** Your tasks **
• 1. Write out everything in the passage on the #MeAt14 hashtag from "The implication embedded" down to "have developed faster.".
• 2. According to the passage on the #MeAt14 hashtag, what is the range of the age of consent in the United States?

The photos in the hashtag are a familiar catalog of teenage awkwardness: unkempt hair, pimply faces, braces and gangly limbs that often grew at a faster rate than the bodies to which they were attached. The women posting the photos said the point of them was to rebuke Moore and "raise awareness" about the age of consent, which ranges from 16 to 18 in the United States.

But tweeting out photos of 14-year-old girls doesn't accomplish either goal. Instead, the #MeAt14 hashtag suggests Moore's sexual assault would only be morally reprehensible because his alleged victim looked young. She looked 14. She looked like a child.

The implication embedded in #MeAt14 is dangerous for young girls who "look" like they're 17, 18, even 19 years old, girls whose bodies may have developed faster.

Every year, roughly 52,000 girls are victims of sexual abuse, according to the Rape, Abuse & Incest National Network. Would their appearance make it more understandable if a 32-year-old man sexually assaulted them? Are girls' bodies inherently violable if they don't "look" their age?

** Data excerpt **
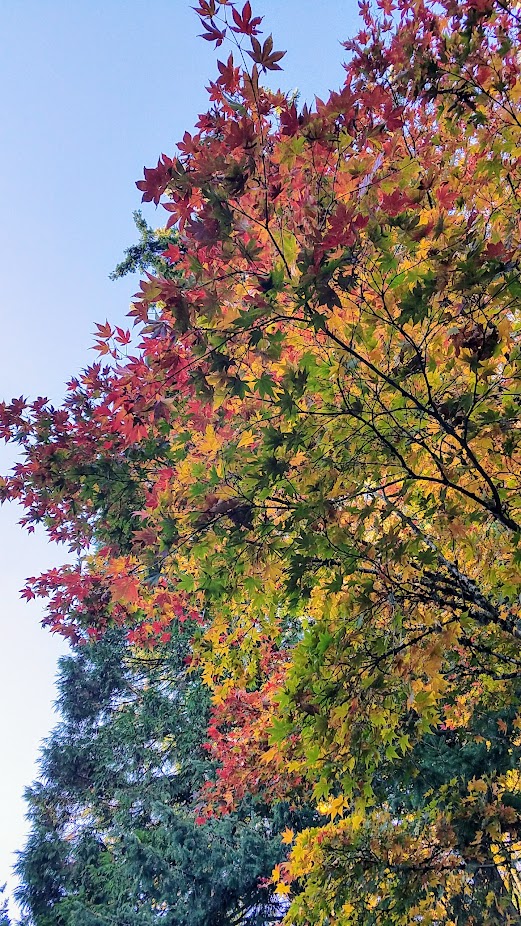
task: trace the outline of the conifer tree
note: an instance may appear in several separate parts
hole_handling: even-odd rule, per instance
[[[208,694],[183,660],[187,632],[132,653],[119,631],[62,658],[61,720],[27,791],[31,834],[18,899],[34,926],[278,922],[268,886],[284,807],[253,802],[196,821],[212,776]]]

** Responses per task **
• 1.
The implication embedded in #MeAt14 is dangerous for young girls who "look" like they're 17, 18, even 19 years old, girls whose bodies may have developed faster.

• 2. It ranges from 16 to 18.